**COSA FARE**
Trascrivi alla lettera il passo del brano sulla birra artigianale da "IL PARERE DI" a "nel nostro paese?".

**ESTRATTO DEL DOCUMENTO**

_____

Poi capita il caso, “la mia birra me la faccio fare in quell’impianto, su mia ricetta…ma solo per un periodo limitato”, quindi un noleggio a termine dell’impianto durante una fase transitoria della propria impresa, come spostamento degli impianti ed apertura in una nuova location e magari ampliamento dell’impianto stesso. Insomma, una fase transitoria per non perdere mercato e incassi. Ben altra cosa è cavalcare l’onda di successo (attuale…) della birra artigianale italiana e infilarcisi, attraverso produzioni assegnate ad altri, con proprio marchio, e farsi passare per “produttori di birre artigianali”. La trovo una cosa scorretta, non illecita, ma decisamente scorretta, specie quando gareggiano a concorsi nei quali, se prendono un premio, non si sa onestamente a chi lo si dovrebbe assegnare (se al produttore effettivo o a chi detiene il marchio della beer firm premiata). E’ una cosa scorretta anche nei confronti di chi ha un’impresa artigiana che si accolla tutti i costi e i rischi d’impresa, che tale attività produttiva comporta, dato che un imprenditore artigiano (quale sono io e il mio socio ad es.) produce e vende, mandando avanti prima di tutto un’impresa, poi “birraria” e poi “artigianale”. Credo che con questa spiegazione il nostro pensiero sia molto chiaro :-)

IL PARERE DI JURIJ FERRI DEL BIRRIFICIO ALMOND ‘22
Ora passiamo ad un altro caro amico mio, Jurij Ferri, mamma svedese e padre abruzzese che nel 2003 da chef si è trasformato in apprezzato birraio nel suo Almond 22 di Spoltore vicino a Pescara. L’ho intervistato ponendogli tre domande.

K. Jurij qual’è la tua opinione sulla lacunosa definizione di birra artigianale nel nostro paese?

J. Credo sia un grande danno per tutto il comparto, chiunque può sfruttare a suo piacimento il nome “birra artigianale”. Questo oltretutto crea confusione nel consumatore al quale se chiedi cosa è una birra artigianale, se ti va bene, ti dice che è una birra cruda e neanche sa cosa sia una birra cruda. Poi che triste definizione ” birra cruda”, termine risalente a più di 30 anni fa quando fummo invasi dalle weiss teutoniche. Nessuno può realmente in questo momento dare una vera definizione di questo prodotto e l’ambiguità tra l’altro gioca anche a favore di alcuni produttori a cui questa poca chiarezza fa comodo.

_____

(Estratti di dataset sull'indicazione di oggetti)

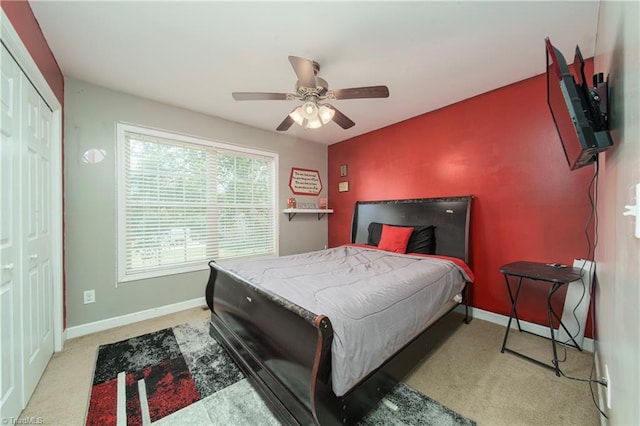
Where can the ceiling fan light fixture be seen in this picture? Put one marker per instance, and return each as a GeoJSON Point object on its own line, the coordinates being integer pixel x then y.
{"type": "Point", "coordinates": [313, 123]}
{"type": "Point", "coordinates": [326, 114]}
{"type": "Point", "coordinates": [297, 116]}
{"type": "Point", "coordinates": [310, 110]}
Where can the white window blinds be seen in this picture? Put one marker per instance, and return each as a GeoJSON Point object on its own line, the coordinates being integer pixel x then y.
{"type": "Point", "coordinates": [184, 201]}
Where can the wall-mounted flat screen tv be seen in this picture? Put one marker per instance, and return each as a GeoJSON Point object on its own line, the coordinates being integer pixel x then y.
{"type": "Point", "coordinates": [579, 112]}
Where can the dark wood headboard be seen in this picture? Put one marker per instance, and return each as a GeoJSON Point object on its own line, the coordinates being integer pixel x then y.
{"type": "Point", "coordinates": [449, 215]}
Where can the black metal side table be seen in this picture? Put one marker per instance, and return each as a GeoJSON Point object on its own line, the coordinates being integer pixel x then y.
{"type": "Point", "coordinates": [557, 277]}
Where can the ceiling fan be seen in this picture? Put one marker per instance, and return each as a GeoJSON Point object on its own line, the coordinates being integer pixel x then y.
{"type": "Point", "coordinates": [313, 91]}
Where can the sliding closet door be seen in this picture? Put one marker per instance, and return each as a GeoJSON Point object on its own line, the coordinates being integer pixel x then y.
{"type": "Point", "coordinates": [37, 304]}
{"type": "Point", "coordinates": [26, 292]}
{"type": "Point", "coordinates": [10, 291]}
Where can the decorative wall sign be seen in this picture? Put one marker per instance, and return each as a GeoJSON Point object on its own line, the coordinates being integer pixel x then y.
{"type": "Point", "coordinates": [305, 181]}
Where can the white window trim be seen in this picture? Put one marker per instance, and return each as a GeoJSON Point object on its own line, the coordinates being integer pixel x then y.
{"type": "Point", "coordinates": [121, 130]}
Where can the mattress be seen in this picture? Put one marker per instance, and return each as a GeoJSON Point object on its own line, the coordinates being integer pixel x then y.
{"type": "Point", "coordinates": [377, 301]}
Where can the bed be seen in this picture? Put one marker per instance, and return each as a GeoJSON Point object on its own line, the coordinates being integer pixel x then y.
{"type": "Point", "coordinates": [323, 336]}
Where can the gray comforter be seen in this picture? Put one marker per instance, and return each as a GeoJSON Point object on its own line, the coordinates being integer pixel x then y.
{"type": "Point", "coordinates": [377, 301]}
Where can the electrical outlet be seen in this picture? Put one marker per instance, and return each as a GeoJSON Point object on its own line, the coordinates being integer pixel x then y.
{"type": "Point", "coordinates": [608, 380]}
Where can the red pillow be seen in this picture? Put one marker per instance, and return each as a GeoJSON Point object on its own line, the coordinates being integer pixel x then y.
{"type": "Point", "coordinates": [395, 238]}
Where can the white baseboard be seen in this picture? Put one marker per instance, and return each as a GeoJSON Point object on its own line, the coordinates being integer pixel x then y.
{"type": "Point", "coordinates": [540, 330]}
{"type": "Point", "coordinates": [93, 327]}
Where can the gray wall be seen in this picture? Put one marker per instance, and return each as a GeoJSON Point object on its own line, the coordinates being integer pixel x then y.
{"type": "Point", "coordinates": [618, 251]}
{"type": "Point", "coordinates": [90, 198]}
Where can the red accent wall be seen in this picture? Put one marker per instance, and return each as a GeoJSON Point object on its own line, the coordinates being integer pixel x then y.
{"type": "Point", "coordinates": [24, 22]}
{"type": "Point", "coordinates": [503, 148]}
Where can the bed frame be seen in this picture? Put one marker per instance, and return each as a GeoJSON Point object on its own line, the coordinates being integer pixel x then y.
{"type": "Point", "coordinates": [285, 350]}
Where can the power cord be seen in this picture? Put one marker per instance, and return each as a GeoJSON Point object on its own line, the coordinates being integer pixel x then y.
{"type": "Point", "coordinates": [593, 215]}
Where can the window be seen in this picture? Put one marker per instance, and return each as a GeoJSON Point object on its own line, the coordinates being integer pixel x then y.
{"type": "Point", "coordinates": [183, 201]}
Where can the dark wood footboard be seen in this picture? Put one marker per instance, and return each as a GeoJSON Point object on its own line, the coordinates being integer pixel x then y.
{"type": "Point", "coordinates": [284, 349]}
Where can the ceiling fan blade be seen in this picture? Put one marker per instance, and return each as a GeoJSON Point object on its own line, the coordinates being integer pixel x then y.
{"type": "Point", "coordinates": [360, 92]}
{"type": "Point", "coordinates": [340, 119]}
{"type": "Point", "coordinates": [259, 96]}
{"type": "Point", "coordinates": [304, 70]}
{"type": "Point", "coordinates": [286, 123]}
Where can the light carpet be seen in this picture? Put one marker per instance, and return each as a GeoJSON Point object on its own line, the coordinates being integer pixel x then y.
{"type": "Point", "coordinates": [182, 376]}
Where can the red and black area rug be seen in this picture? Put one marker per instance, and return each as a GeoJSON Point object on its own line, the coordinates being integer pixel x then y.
{"type": "Point", "coordinates": [181, 375]}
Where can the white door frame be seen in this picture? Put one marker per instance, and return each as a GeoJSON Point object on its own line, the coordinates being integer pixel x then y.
{"type": "Point", "coordinates": [16, 47]}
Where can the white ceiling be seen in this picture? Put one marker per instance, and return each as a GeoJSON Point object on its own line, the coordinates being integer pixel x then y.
{"type": "Point", "coordinates": [194, 54]}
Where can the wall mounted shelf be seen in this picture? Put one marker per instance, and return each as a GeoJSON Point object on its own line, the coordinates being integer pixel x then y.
{"type": "Point", "coordinates": [293, 212]}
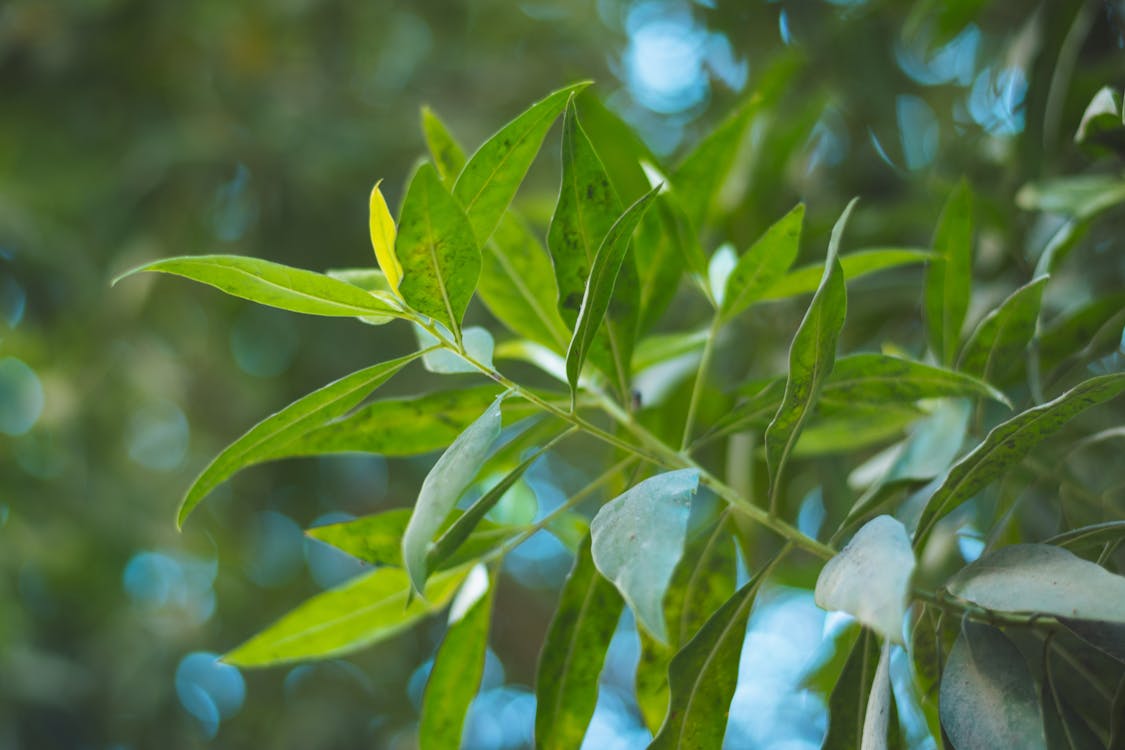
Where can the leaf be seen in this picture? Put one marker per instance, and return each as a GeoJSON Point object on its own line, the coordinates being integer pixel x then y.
{"type": "Point", "coordinates": [1040, 578]}
{"type": "Point", "coordinates": [459, 665]}
{"type": "Point", "coordinates": [600, 288]}
{"type": "Point", "coordinates": [403, 426]}
{"type": "Point", "coordinates": [849, 697]}
{"type": "Point", "coordinates": [763, 264]}
{"type": "Point", "coordinates": [573, 654]}
{"type": "Point", "coordinates": [948, 278]}
{"type": "Point", "coordinates": [703, 676]}
{"type": "Point", "coordinates": [988, 695]}
{"type": "Point", "coordinates": [493, 174]}
{"type": "Point", "coordinates": [442, 487]}
{"type": "Point", "coordinates": [284, 287]}
{"type": "Point", "coordinates": [870, 578]}
{"type": "Point", "coordinates": [383, 237]}
{"type": "Point", "coordinates": [855, 265]}
{"type": "Point", "coordinates": [587, 209]}
{"type": "Point", "coordinates": [365, 611]}
{"type": "Point", "coordinates": [810, 360]}
{"type": "Point", "coordinates": [638, 538]}
{"type": "Point", "coordinates": [1009, 442]}
{"type": "Point", "coordinates": [1000, 340]}
{"type": "Point", "coordinates": [439, 255]}
{"type": "Point", "coordinates": [280, 430]}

_____

**RISPOSTA SCRITTA**
IL PARERE DI JURIJ FERRI DEL BIRRIFICIO ALMOND ‘22
Ora passiamo ad un altro caro amico mio, Jurij Ferri, mamma svedese e padre abruzzese che nel 2003 da chef si è trasformato in apprezzato birraio nel suo Almond 22 di Spoltore vicino a Pescara. L’ho intervistato ponendogli tre domande.

K. Jurij qual’è la tua opinione sulla lacunosa definizione di birra artigianale nel nostro paese?